Document section:
+ + +
WILKES-BARRE — Tyler Duda “is and continues to be a danger” to the community, and the vehicular homicide suspect’s case properly belongs in the Luzerne County Court system, prosecutors argued Wednesday.
A brief filed by the Luzerne County District Attorney’s Office follows Tuesday’s filing by defense attorneys as county Judge Lesa Gelb weighs whether the teen should have his case moved to juvenile court.
Duda was 16 at the time of the July 5 incident that left Nanticoke resident Nicholas Zurilla, 59, dead after he was struck by an SUV outside his home at 340 W. Union St. Now 17, Duda and his lawyers are fighting to have his case moved to juvenile court.
A two-day decertification hearing was held before Gelb last week. Lawyers for both sides have now submitted their post-hearing briefs and the judge is expected to rule by May 5.
On Tuesday, Luzerne County First Assistant Public Defender Demetrius Fannick and Public Defender Cheryl A. Sobeski-Reedy, representing Duda, argued that Duda’s actions do not amount to malice, as required for a third-degree murder conviction.
They also argued that moving him to the juvenile system, with appropriate treatment, would maximize Duda’s chances of becoming a productive member of society.
+ + +
What this exercise asks:
- A) Please list every person named in the article about Tyler Duda's case.
- B) Extend the article about Tyler Duda's case, picking up after its final sentence.
The rows that come next are separate material, unrelated to the article about Tyler Duda's case.

Entries shown:
+ + +
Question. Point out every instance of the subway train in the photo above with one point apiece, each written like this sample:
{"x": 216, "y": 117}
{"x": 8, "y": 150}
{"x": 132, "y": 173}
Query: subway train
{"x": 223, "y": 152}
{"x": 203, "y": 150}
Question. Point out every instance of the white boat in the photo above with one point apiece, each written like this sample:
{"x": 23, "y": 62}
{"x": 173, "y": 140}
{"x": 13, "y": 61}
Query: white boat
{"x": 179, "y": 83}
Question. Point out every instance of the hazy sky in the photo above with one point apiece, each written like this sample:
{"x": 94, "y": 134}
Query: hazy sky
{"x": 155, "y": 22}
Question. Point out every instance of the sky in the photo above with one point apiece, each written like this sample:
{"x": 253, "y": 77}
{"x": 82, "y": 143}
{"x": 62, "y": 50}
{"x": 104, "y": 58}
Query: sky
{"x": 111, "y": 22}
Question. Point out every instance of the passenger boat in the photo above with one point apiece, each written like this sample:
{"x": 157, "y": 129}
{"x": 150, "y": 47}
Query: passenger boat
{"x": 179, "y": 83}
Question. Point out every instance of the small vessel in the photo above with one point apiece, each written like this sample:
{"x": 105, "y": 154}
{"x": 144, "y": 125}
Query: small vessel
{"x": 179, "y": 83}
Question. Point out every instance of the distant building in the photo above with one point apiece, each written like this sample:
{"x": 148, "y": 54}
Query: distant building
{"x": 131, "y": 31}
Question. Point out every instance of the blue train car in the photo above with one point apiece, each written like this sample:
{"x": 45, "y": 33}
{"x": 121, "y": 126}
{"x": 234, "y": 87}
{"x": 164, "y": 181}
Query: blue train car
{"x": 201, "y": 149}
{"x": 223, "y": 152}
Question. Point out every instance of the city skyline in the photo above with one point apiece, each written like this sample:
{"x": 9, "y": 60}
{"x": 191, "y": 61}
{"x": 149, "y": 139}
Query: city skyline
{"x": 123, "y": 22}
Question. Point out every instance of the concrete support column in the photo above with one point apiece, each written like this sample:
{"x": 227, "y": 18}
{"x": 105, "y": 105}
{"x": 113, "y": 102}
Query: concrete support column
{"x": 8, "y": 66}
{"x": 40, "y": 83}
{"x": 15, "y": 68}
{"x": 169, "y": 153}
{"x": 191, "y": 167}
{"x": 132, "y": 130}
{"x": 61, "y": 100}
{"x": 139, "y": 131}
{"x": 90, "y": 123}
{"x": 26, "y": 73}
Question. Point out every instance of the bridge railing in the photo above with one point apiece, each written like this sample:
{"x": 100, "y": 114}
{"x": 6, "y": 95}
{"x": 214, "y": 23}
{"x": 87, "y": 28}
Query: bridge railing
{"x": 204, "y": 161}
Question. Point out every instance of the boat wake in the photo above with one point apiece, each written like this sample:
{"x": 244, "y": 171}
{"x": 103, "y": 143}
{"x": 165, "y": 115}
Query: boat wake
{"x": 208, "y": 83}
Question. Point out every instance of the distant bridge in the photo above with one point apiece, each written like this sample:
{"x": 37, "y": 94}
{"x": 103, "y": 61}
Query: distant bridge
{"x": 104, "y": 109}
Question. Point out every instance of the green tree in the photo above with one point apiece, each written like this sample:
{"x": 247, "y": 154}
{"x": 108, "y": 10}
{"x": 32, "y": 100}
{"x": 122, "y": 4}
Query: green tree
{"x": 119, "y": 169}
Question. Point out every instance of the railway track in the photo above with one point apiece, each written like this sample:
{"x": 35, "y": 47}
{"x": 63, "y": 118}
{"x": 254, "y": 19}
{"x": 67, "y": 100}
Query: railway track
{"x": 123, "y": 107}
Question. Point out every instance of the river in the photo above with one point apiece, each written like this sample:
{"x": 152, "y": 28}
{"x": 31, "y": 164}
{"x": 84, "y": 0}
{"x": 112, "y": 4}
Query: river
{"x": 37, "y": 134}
+ + +
Expected outputs:
- A) Tyler Duda, Lesa Gelb, Nicholas Zurilla, Demetrius Fannick, Cheryl A. Sobeski-Reedy

- B)
Assistant District Attorney Mamie Phillips disputed that view in her Wednesday filing, arguing that Duda’s behavior continued to escalate despite previous attempts at treatment.
“The defendant was on medication for several years prior to the crash,” wrote Phillips, adding that Duda “had the benefit of treatment while in the community and on (previous) probation, and he chose not to take advantage of any help that was offered.”
Duda also had three hospitalizations, Phillips said, resulting from violence in the home — most recently for a case of simple assault against his mother, which led Duda into the probation system.
Duda stands accused of taking his mother’s 2013 Ford Edge without her knowledge and was out joy riding with Donald Kinney Jr., 16, in Nanticoke on the way to visit a female friend.
A state police reconstruction of the crash alleges Duda was traveling in excess of 70 mph when he struck Zurilla, arrest papers say. The speed limit on West Union Street is 25 mph.
Phillips also pointed to the opinion of a prosecution expert who testified that Duda was diagnosed with conduct disorder, a condition marked by defiant or impulsive behavior.
Based on Duda’s continued defiant behavior, even while incarcerated, that expert, psychiatrist Dr. Bruce Wright, testified that he cannot effectively be treated in the juvenile system in the time remaining before he turns 21.